start SUPPLIED RECORDS
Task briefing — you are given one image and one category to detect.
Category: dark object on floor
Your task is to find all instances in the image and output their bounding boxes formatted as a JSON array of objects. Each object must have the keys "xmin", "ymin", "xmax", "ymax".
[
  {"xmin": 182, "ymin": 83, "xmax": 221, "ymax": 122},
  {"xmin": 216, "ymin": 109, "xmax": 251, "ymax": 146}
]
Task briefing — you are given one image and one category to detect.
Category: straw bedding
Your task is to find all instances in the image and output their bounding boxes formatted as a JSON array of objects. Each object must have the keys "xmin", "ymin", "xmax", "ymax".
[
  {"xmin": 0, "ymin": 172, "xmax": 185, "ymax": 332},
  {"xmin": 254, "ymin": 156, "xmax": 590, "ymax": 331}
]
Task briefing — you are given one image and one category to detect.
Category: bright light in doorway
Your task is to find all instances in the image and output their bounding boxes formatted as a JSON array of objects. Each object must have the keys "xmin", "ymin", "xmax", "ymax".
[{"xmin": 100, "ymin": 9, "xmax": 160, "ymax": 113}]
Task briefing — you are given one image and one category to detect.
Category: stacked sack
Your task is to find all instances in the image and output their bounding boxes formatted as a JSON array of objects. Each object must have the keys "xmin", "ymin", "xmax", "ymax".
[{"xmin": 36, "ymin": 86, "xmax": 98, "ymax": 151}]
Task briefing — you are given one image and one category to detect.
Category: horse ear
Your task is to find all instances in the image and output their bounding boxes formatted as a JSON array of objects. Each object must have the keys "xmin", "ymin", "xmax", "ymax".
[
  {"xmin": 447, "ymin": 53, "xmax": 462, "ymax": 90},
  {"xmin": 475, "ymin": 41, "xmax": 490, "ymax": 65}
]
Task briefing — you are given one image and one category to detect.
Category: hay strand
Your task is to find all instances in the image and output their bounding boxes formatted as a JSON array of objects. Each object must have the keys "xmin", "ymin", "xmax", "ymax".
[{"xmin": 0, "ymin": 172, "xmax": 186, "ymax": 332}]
end SUPPLIED RECORDS
* **PROBLEM TO WORK ON**
Write out again, word for word, the lines from the start of the lines above through the one holding "Category: dark object on floor", both included.

* **COMPLETED TASK**
Task briefing — you are given one image and one category to detect.
Category: dark object on floor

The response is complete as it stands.